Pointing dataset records
* * * * * * * * *
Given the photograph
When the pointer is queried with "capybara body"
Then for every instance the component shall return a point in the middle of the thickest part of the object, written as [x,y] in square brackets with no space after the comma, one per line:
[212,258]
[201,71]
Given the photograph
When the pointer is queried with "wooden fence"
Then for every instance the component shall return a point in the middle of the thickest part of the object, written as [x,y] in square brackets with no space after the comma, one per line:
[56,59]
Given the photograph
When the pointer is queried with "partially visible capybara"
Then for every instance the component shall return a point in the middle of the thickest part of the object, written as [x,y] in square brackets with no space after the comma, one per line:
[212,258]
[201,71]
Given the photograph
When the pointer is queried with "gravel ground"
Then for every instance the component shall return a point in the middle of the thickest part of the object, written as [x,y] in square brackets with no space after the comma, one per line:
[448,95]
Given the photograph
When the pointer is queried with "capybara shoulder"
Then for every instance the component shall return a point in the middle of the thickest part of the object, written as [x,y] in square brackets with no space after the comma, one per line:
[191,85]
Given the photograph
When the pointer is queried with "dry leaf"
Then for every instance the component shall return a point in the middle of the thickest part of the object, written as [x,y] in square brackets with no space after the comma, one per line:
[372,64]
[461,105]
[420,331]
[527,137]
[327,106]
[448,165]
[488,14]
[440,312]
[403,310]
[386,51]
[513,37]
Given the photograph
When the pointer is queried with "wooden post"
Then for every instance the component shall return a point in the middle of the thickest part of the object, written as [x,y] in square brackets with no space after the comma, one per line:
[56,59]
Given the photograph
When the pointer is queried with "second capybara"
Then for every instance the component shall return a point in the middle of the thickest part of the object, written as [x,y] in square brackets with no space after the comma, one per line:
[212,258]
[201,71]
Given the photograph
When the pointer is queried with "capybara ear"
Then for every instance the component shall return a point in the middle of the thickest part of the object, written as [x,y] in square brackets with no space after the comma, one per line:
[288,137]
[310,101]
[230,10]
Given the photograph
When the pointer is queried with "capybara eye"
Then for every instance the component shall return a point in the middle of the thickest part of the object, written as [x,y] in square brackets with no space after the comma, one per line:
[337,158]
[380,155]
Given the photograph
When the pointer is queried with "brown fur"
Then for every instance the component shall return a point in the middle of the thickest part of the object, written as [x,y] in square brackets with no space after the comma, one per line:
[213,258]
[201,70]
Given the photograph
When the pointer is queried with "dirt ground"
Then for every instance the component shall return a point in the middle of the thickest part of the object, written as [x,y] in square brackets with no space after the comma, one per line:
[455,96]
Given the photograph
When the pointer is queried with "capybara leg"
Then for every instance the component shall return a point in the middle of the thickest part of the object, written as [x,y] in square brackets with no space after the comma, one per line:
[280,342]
* * * * * * * * *
== Task to complete ==
Word for word, restate all of the data shown above.

== Solution for this task ==
Given the photograph
When the pointer is queried with "capybara body"
Then for every instance the component shall return a point in the middle of the thickest part of the object, written as [x,y] in square brackets with no space after the comma, one per line:
[212,258]
[201,71]
Given the photograph
When the pointer is queried with "wooden fence"
Then for every instance the component shall return a point in the middle of the thickest part of the object, written as [x,y] in square brackets with no space after the comma, one per line:
[56,59]
Given the photograph
When the pointer is queried with "partially visible capybara"
Then for every instance the component shall return a point in the middle of the thickest part of the object, written as [x,y] in square brackets with no space after the comma, one per line:
[212,258]
[201,71]
Given the photograph
When the pointer is queried with "gravel ground"
Then for every instance the component shall return a point in the middle of the thickest part of the object, written as [x,y] in square brackets with no space after the comma, one per line:
[448,95]
Given the photograph
When the pointer is queried with "capybara shoulder"
Then for every instance the component shall return a point in the middle of the thickest part of the object, written as [x,y] in square brackets with no space after the comma, one per line:
[191,85]
Given the photograph
When the pointer is queried with "dry leaf"
Then for every instance the component shall return a point in the middle of the thickest part of the object, written as [x,y] in square brackets with no space after the comma, one per line:
[372,64]
[461,105]
[420,331]
[527,137]
[327,106]
[448,165]
[488,14]
[440,312]
[403,310]
[386,51]
[513,37]
Given the photograph
When the pointer is queried with "wooden post"
Then for every instance the component shall return a point in the middle of the thickest part of the object, written as [x,y] in square brackets with no space after the comma, one per line:
[56,59]
Given the photograph
When the pointer is queried with "second capybara"
Then for every instance the component shall return a point in the middle of the thickest part of the object, written as [x,y] in square brackets with no space after the comma, one per line:
[212,258]
[201,71]
Given the photograph
When the pointer is queried with "capybara ear"
Then for every instance the component shall return a point in the middle of the thickest part of the object, written as [x,y] in square brackets with no space after the comma, one per line:
[288,137]
[310,101]
[230,10]
Given the photograph
When the pointer is queried with "capybara eye"
Then for every instance the component shall return a point in the middle of the thickest part of the object, written as [x,y] in square brackets with no space after the comma, one per line:
[337,158]
[380,155]
Given the photograph
When the pointer is queried with "brown fur"
Then for every instance the component shall return a point in the middle of the thickest part of the object, written as [x,y] in square brackets with no space after the comma, one per line:
[213,258]
[201,70]
Given the photograph
When the pointer is queried with "dirt ground"
Then for every instance the component shall return a point in the middle of the thickest part of the object, written as [x,y] in square brackets with no space after the comma, one per line:
[455,96]
Given the photograph
When the pointer is queried with "capybara leg"
Then for every instance the component shall return a point in the middle of the thickest part of the object, written as [x,y] in square brackets with no space after the comma, one per line:
[280,342]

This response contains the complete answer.